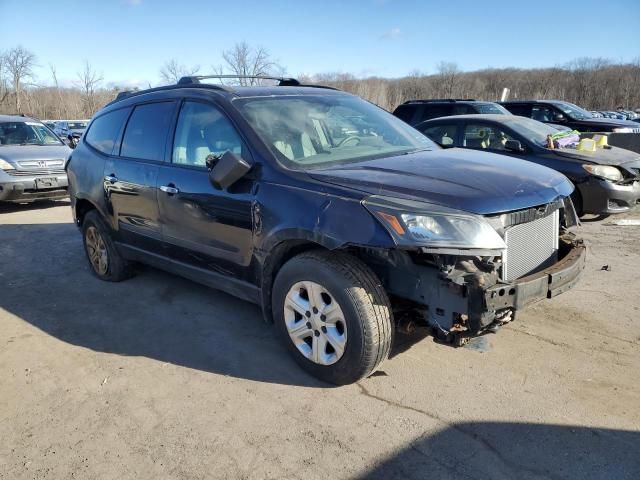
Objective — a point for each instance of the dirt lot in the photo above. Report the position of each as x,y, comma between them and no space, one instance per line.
158,377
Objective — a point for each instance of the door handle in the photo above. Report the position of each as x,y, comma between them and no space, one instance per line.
169,189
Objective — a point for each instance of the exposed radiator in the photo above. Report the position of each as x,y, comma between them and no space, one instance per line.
531,246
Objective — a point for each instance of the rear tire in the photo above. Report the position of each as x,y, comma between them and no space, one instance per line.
105,261
355,335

::::::::::

=== Task goal ===
Reproduce each row above word for word, leaving out the pictures.

=== Exercise output ===
Objective — a point for each instance of the dirt lot in the photo above. Report the position of each as x,y, comma between them and no space, one instance per line.
158,377
Objective — a point for each instance of the door handle in the photo above. Report the position of each as x,y, comma between them and no space, one instance per line.
169,189
Objective — a point for each instance of the exposed radiator in the photo above. Report the position of each as x,y, comma between them and no space, one instance per line.
531,246
Objective — a point for each instance of the rear tire in the photo above. Report the position of each as x,y, comma between them and no space, one instance per line.
105,261
355,335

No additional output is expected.